_What this exercise asks_.
a - Summarize the Jo Hill article in two sentences.
b - In the Jo Hill article, what was Hill known as while playing for the Opals?
c - Which WNBL teams did Hill play for, according to the Jo Hill article? List all of them.

_Document excerpt_.
* * * * * * * * *

Personal information
- Full name: Joanne Kay Hill
- Born: 19 June 1973 (age 53) Murray Bridge, South Australia

Medal record
Women's Basketball
Representing Australia
Olympic Games
| Silver medal – second place | 2000 Sydney | Team competition |
World Championships
| Bronze medal – third place | 1998 Germany | Team competition |
World Junior Championships
| Gold medal – first place | 1993 South Korea | Team competition |

= Jo Hill =

Australian basketball player

Joanne Kay Hill (born 19 June 1973) is a former Australian women's basketball player.

==Biography==

Hill played for the Australia women's national basketball team during the late 1990s and early 2000s, and competed at the 2000 Summer Olympics in Sydney, where she won a silver medal. She attended the Australian Institute of Sport in 1992-1993. Hill also represented Australia at the 1998 World Championship in Germany, where she won a bronze medal. In 1993, Hill was a member of Australia's first ever basketball gold medal winning team at the World Championships for Junior Women held in South Korea. While playing for the Opals, Hill was known as a talented and versatile player, who provided spark off the bench.

In the domestic Women's National Basketball League (WNBL) Hill played over 300 games for North Adelaide (1989 - 1991), the Australian Institute of Sport (1992 - 1993), Adelaide Lightning (1994 - 1999/00 and 2011/12), Canberra Capitals (2003/04) and Townsville Fire (2009/10 - 2010/11). Along with Hill, only 8 other players have played 300 or more games in the WNBL. Had Hill not played several seasons in France and Spain during the mid to late 2000s, it was likely that she would have broken the 377 games record held by her former teammate Rachael Sporn and Lucille Baillie.

* * * * * * * * *

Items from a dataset
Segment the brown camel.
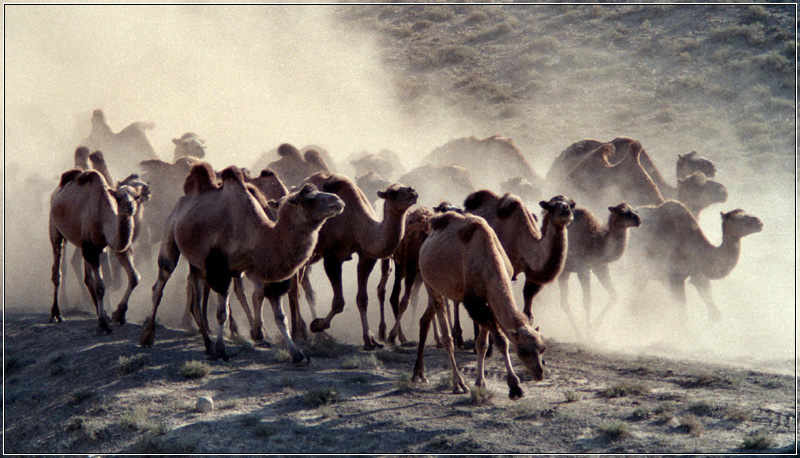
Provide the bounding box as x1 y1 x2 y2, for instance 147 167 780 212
412 212 546 399
628 201 764 320
558 202 642 335
464 190 575 320
139 163 343 362
397 164 478 207
49 169 150 333
83 109 158 173
304 172 418 349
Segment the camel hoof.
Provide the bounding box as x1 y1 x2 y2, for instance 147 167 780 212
309 318 331 332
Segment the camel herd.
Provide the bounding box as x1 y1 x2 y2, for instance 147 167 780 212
49 110 763 399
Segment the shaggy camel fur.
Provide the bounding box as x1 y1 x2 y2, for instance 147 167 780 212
422 135 541 191
464 190 575 320
412 212 545 399
49 169 150 333
397 164 478 207
139 163 343 362
628 201 764 320
83 109 158 173
558 202 642 335
304 173 418 349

* * * * * * * * *

_Per-task outputs_.
a - Joanne Kay Hill is a former Australian women's basketball player who won silver with the national team at the 2000 Sydney Olympics, bronze at the 1998 World Championship in Germany, and gold at the 1993 World Championships for Junior Women in South Korea. In the domestic WNBL she played over 300 games across several clubs, one of only nine players to reach that mark.

b - A talented and versatile player who provided spark off the bench.

c -
- North Adelaide
- Australian Institute of Sport
- Adelaide Lightning
- Canberra Capitals
- Townsville Fire